** REQUIREMENTS **
Please find every line below that contains the string "tassel" and copy each of those lines. Case counts.

** DATA SECTION **
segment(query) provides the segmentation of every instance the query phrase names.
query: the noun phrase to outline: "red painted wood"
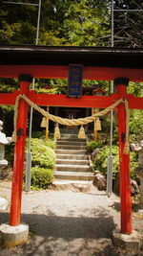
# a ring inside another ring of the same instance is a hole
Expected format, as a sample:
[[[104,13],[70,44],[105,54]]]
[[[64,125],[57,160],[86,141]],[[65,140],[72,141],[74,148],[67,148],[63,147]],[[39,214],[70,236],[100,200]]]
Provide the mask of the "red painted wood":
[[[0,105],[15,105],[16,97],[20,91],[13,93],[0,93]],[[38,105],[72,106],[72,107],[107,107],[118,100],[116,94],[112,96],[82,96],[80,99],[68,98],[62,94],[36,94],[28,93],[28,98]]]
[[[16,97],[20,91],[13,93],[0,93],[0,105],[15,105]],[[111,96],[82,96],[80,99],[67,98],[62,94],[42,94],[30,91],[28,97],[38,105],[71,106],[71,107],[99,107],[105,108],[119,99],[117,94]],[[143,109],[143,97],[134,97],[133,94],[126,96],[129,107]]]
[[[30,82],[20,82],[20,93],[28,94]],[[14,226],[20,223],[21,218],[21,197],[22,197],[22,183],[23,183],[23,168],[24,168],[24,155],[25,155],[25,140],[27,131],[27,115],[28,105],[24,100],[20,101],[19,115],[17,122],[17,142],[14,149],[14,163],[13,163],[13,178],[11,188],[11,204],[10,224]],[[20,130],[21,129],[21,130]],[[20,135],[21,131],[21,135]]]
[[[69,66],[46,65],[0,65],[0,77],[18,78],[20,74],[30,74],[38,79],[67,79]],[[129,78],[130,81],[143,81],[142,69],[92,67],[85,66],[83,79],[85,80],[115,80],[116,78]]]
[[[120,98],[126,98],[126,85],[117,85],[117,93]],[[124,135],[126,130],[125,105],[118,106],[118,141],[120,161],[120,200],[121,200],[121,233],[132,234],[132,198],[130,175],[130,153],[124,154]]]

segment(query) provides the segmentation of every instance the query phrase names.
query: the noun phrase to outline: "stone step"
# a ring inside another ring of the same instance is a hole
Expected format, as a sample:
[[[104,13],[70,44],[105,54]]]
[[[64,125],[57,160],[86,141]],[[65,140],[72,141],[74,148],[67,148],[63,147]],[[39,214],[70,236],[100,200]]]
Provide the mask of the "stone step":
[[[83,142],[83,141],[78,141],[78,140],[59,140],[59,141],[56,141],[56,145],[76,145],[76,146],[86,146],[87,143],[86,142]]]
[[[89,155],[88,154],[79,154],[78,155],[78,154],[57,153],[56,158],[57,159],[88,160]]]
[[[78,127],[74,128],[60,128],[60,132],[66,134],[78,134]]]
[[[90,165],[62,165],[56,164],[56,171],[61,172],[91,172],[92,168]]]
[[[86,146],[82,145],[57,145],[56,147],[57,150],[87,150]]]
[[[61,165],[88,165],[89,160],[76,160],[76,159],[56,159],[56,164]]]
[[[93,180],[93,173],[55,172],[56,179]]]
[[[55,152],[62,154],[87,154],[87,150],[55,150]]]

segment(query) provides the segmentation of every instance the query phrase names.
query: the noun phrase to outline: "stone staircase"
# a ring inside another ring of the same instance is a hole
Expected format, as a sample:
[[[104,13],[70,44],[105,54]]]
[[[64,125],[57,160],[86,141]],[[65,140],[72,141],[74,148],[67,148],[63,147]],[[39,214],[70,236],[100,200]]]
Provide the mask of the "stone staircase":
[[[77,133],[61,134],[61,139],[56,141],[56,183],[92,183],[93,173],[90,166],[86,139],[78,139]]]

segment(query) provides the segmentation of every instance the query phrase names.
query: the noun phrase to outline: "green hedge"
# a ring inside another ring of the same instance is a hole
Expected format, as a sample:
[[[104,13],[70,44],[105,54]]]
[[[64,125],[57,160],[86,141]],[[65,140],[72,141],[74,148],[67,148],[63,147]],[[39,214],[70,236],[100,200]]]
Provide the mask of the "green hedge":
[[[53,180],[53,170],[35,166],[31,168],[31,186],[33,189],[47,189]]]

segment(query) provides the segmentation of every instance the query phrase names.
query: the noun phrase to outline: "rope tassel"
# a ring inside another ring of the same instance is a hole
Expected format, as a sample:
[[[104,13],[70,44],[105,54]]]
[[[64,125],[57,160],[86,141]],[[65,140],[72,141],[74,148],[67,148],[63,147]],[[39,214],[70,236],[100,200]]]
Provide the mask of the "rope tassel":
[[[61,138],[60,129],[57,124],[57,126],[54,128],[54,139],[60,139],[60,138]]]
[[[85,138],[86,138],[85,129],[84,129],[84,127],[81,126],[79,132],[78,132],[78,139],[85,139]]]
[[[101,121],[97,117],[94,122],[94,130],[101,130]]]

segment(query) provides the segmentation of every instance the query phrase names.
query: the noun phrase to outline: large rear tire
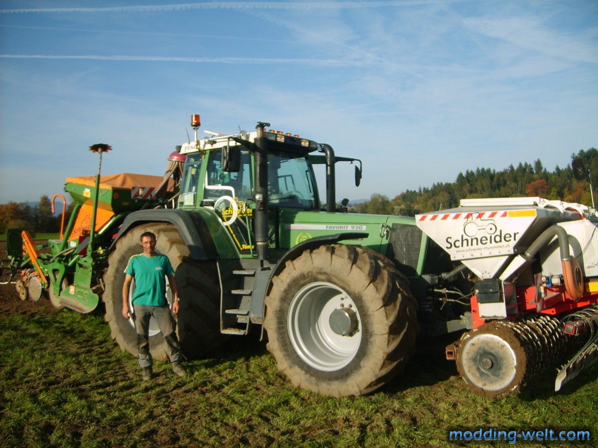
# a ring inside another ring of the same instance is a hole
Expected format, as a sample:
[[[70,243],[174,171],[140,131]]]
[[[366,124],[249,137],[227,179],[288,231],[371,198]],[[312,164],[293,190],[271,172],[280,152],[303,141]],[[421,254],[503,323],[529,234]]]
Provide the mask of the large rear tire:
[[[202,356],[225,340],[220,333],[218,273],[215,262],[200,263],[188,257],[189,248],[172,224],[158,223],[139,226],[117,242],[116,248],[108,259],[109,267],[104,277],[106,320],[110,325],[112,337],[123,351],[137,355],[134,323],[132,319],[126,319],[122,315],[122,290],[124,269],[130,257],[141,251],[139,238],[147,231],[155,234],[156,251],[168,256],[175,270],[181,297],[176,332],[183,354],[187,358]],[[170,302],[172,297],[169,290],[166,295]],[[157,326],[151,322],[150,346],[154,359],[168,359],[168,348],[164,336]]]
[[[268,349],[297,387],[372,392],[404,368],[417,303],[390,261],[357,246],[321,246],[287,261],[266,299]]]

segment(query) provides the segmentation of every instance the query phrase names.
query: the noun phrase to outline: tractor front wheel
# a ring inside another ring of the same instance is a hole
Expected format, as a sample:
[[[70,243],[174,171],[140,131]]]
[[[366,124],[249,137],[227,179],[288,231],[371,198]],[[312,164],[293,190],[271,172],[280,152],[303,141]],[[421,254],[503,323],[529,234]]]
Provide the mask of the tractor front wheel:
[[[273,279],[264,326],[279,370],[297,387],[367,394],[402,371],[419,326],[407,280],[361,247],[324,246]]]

...

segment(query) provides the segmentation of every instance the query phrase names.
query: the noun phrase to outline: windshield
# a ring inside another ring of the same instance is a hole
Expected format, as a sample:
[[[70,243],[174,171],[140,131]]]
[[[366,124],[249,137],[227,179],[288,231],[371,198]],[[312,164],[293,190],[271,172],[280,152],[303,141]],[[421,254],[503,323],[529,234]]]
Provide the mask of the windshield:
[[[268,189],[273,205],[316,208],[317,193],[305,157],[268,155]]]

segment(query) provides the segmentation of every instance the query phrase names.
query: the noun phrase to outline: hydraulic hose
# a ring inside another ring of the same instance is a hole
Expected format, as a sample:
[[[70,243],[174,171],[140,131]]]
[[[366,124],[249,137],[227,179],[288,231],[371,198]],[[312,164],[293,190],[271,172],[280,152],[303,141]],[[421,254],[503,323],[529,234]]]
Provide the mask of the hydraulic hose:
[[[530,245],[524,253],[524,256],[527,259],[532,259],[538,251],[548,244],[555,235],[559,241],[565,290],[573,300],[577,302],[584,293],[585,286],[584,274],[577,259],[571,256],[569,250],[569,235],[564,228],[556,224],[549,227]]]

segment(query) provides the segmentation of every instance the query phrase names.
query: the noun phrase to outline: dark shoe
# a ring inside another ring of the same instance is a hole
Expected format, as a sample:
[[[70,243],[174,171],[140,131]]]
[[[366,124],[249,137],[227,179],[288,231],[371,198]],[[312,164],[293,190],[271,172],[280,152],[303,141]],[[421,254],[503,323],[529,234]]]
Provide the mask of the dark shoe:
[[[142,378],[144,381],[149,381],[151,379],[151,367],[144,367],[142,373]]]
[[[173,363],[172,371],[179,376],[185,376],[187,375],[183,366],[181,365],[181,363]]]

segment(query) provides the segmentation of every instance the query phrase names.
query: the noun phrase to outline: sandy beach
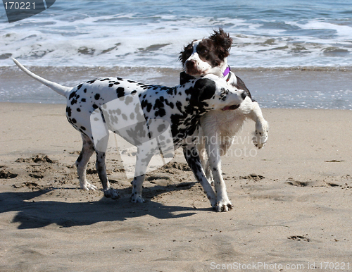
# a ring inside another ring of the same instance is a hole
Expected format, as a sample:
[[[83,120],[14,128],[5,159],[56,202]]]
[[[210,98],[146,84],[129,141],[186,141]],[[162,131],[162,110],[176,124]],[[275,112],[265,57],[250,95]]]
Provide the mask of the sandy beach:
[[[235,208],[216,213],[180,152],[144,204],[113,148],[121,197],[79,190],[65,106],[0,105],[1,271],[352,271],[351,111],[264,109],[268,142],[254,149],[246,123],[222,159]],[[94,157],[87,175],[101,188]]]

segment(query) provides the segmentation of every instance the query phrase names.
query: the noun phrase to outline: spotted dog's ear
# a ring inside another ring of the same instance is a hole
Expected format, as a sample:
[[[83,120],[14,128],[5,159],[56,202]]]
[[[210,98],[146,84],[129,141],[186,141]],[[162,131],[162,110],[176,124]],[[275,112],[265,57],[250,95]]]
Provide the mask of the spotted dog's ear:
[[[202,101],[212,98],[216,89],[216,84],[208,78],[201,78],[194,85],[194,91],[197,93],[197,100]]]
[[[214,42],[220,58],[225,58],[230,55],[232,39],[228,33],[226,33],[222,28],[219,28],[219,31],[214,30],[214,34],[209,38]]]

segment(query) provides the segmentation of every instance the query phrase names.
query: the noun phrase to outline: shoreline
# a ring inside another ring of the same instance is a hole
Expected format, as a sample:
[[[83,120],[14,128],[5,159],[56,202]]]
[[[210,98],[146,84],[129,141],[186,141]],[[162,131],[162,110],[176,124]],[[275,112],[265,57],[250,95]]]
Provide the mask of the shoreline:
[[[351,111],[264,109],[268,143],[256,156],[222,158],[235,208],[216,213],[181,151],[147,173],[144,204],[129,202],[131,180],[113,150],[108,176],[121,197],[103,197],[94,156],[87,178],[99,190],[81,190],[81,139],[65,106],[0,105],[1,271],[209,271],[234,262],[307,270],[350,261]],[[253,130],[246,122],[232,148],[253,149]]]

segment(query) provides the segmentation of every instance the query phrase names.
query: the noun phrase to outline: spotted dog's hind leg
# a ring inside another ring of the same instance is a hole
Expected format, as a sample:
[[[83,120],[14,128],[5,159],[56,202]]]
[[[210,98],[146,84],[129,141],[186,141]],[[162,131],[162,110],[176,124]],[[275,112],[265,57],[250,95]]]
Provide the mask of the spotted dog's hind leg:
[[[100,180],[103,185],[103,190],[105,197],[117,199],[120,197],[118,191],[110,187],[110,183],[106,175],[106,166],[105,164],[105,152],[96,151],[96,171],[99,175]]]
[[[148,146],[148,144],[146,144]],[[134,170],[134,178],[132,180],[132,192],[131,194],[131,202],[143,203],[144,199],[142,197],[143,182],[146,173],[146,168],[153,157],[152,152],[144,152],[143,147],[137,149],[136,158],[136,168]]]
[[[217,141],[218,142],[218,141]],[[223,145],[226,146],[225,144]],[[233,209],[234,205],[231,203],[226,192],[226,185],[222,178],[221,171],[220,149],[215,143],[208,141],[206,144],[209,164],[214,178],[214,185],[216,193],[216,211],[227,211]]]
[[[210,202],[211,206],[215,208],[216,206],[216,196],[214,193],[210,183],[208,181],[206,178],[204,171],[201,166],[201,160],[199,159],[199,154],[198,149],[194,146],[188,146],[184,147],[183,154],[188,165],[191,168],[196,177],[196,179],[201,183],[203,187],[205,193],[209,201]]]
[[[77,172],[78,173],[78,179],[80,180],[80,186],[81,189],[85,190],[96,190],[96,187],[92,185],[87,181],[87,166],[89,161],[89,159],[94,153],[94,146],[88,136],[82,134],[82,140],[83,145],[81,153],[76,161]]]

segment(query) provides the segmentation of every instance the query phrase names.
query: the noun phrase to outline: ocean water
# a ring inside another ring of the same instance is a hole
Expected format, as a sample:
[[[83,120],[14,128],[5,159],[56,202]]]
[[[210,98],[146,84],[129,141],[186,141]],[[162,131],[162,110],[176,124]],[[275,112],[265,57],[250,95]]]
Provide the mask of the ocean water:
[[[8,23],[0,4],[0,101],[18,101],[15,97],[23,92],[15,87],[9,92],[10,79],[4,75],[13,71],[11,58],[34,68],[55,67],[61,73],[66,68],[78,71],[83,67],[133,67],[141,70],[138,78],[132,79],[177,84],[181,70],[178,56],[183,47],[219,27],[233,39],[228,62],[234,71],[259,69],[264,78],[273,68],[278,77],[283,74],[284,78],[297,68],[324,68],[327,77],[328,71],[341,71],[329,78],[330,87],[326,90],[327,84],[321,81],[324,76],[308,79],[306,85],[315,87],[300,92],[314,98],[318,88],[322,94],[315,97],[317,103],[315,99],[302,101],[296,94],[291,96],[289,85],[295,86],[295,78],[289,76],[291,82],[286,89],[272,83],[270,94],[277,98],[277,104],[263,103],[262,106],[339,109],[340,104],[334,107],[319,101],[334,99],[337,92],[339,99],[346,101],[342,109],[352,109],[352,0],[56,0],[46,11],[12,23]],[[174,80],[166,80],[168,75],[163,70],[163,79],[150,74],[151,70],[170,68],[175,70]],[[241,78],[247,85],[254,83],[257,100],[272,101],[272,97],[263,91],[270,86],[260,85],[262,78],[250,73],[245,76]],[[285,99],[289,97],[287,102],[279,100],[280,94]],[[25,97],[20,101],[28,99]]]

** EXERCISE ANSWER **
query: the noun phrase to outline: "rope tassel"
Provide the mask of the "rope tassel":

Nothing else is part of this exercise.